▽
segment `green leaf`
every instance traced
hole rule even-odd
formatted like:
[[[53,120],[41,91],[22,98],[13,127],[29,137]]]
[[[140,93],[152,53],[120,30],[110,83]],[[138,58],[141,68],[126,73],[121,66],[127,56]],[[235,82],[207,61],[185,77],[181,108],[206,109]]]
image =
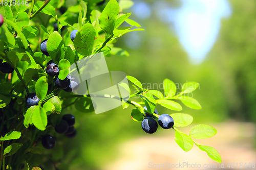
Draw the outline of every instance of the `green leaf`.
[[[123,34],[126,34],[127,33],[132,32],[132,31],[144,31],[145,30],[141,28],[135,29],[133,30],[130,30],[132,28],[132,27],[121,27],[118,28],[118,29],[115,29],[114,31],[114,38],[116,38],[117,37],[120,37],[122,36]]]
[[[136,108],[134,108],[133,110],[132,110],[131,117],[133,120],[136,122],[142,121],[144,118],[143,113],[142,113],[139,109]]]
[[[175,95],[176,93],[176,85],[172,81],[166,79],[163,81],[163,88],[164,89],[164,96],[172,97]]]
[[[11,99],[0,94],[0,109],[7,106],[11,102]]]
[[[121,48],[113,47],[111,50],[110,54],[112,55],[124,57],[129,57],[130,56],[129,53],[126,51]]]
[[[37,64],[42,65],[42,63],[45,60],[45,55],[42,53],[35,52],[34,53],[33,58]]]
[[[54,31],[48,38],[47,43],[47,51],[56,63],[65,56],[62,38],[59,32]]]
[[[0,27],[0,39],[9,43],[12,46],[14,46],[16,43],[14,36],[5,25]]]
[[[9,140],[17,139],[20,137],[22,132],[18,131],[12,131],[5,134],[5,137],[0,138],[0,140]]]
[[[116,0],[110,0],[99,17],[100,27],[108,34],[113,35],[119,7]]]
[[[26,38],[34,38],[39,34],[39,30],[34,26],[24,27],[22,33]]]
[[[75,62],[75,54],[69,46],[65,46],[65,57],[64,58],[69,60],[71,65]]]
[[[94,111],[92,100],[89,98],[79,99],[75,104],[75,107],[76,110],[83,113],[92,112]]]
[[[118,17],[116,20],[116,22],[115,23],[115,29],[118,28],[120,25],[124,22],[125,19],[126,19],[131,14],[131,13],[129,13],[126,14],[122,15]]]
[[[153,98],[153,95],[152,95],[152,93],[147,92],[147,91],[144,91],[143,93],[143,94],[140,94],[140,95],[141,96],[142,95],[144,98],[143,99],[145,99],[147,102],[150,102],[151,104],[154,105],[154,106],[156,106],[157,105],[157,103],[156,102],[156,100],[155,99]],[[154,110],[155,110],[155,109],[153,110],[153,112]]]
[[[22,28],[24,26],[28,26],[29,23],[29,18],[28,14],[25,12],[20,12],[17,14],[16,22],[17,26]]]
[[[36,128],[41,131],[46,130],[47,125],[47,115],[45,109],[40,106],[36,106],[32,115],[32,120]]]
[[[137,80],[135,78],[131,76],[126,76],[127,79],[129,80],[132,83],[137,86],[140,88],[143,88],[142,87],[142,85],[141,84],[141,83],[139,81]]]
[[[187,96],[181,96],[178,98],[186,106],[194,109],[201,109],[202,107],[199,103],[195,99]]]
[[[21,81],[19,81],[14,86],[14,91],[17,93],[20,93],[25,89],[24,85]]]
[[[51,34],[49,32],[48,30],[47,30],[46,28],[45,27],[45,26],[44,26],[43,25],[40,25],[40,27],[41,27],[41,29],[42,30],[42,31],[44,31],[44,32],[45,32],[46,33],[48,34],[49,35]]]
[[[56,96],[55,96],[51,98],[48,102],[52,103],[54,107],[55,107],[54,112],[57,113],[57,114],[60,113],[61,111],[61,102],[60,100]]]
[[[10,92],[12,88],[11,83],[3,83],[0,84],[0,93],[8,94]]]
[[[33,80],[33,77],[37,76],[38,74],[38,69],[36,68],[28,68],[24,73],[24,79],[27,83]]]
[[[54,105],[50,102],[46,102],[43,106],[44,109],[45,109],[47,115],[50,115],[52,112],[54,111],[55,107]]]
[[[170,110],[177,111],[182,110],[182,107],[179,103],[173,101],[160,100],[158,101],[157,103]]]
[[[196,90],[199,85],[199,83],[197,82],[186,82],[182,85],[182,91],[184,93],[190,93]]]
[[[17,6],[17,5],[15,6],[15,7],[16,6]],[[21,5],[21,6],[23,6],[23,5]],[[24,5],[24,6],[26,6],[26,5]],[[25,166],[24,166],[24,170],[29,170],[29,165],[26,161],[25,161]]]
[[[17,32],[18,35],[19,36],[19,37],[20,37],[20,39],[22,39],[22,43],[23,44],[23,45],[24,45],[24,47],[25,48],[25,49],[27,49],[28,48],[28,41],[27,41],[27,39],[26,38],[25,36],[22,33],[22,30],[20,30],[19,28],[17,26],[17,25],[15,24],[13,21],[8,19],[6,19],[6,21],[11,26],[12,26],[14,30]]]
[[[38,111],[36,110],[36,106],[32,106],[27,110],[25,114],[25,117],[24,118],[24,122],[23,123],[26,128],[28,128],[29,124],[32,124],[33,123],[32,116],[34,112]]]
[[[35,3],[34,9],[36,11],[37,11],[40,8],[40,7],[41,7],[44,5],[44,2],[37,1]],[[46,6],[45,6],[45,8],[44,8],[42,10],[40,11],[40,12],[49,15],[52,15],[53,17],[55,17],[56,16],[55,9],[50,4],[47,4]]]
[[[43,100],[47,94],[48,83],[46,76],[41,77],[35,84],[35,92],[37,97],[41,100]]]
[[[212,160],[220,163],[222,162],[222,160],[221,155],[214,148],[205,145],[199,145],[198,148],[199,148],[200,150],[206,152],[208,156]]]
[[[150,93],[151,93],[152,94],[155,95],[156,97],[157,97],[157,98],[160,99],[163,99],[163,95],[159,91],[155,90],[151,90],[148,91]]]
[[[132,7],[134,3],[131,0],[119,0],[118,4],[120,8],[124,10]]]
[[[127,23],[130,24],[132,26],[135,26],[138,28],[141,27],[141,26],[139,24],[139,23],[129,18],[127,18],[125,20],[125,22],[126,22]]]
[[[174,126],[184,127],[191,124],[193,122],[193,117],[185,113],[173,113],[170,114],[174,120]]]
[[[174,140],[180,148],[185,152],[191,150],[194,142],[192,139],[187,134],[176,130]]]
[[[58,78],[60,80],[64,80],[69,72],[70,63],[68,60],[61,59],[59,63],[59,74]]]
[[[84,56],[92,54],[96,43],[96,32],[93,25],[85,24],[76,33],[74,46],[77,53]]]
[[[204,139],[211,137],[217,133],[217,130],[214,127],[200,124],[193,127],[189,131],[189,136],[196,139]]]
[[[123,109],[127,108],[129,106],[129,104],[126,102],[124,102],[123,100],[122,100],[122,105],[123,107]]]
[[[110,52],[111,51],[111,48],[109,46],[105,46],[100,50],[100,51],[101,52],[103,52],[104,56],[106,57],[111,57],[111,54],[110,54]]]
[[[22,147],[22,143],[14,143],[8,146],[4,151],[4,157],[9,156],[13,155]]]
[[[12,11],[10,8],[9,5],[5,5],[4,7],[2,6],[2,8],[0,8],[0,14],[3,15],[3,17],[4,18],[4,21],[6,19],[9,19],[13,21],[13,14],[12,13]],[[11,29],[11,25],[9,23],[7,23],[7,26],[9,28]]]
△
> [EXERCISE OBJECTIVE]
Pick out every line in the entries that contains the word "leaf".

> [ANSWER BELOW]
segment `green leaf`
Draw the outline of every instance of the `green leaf`.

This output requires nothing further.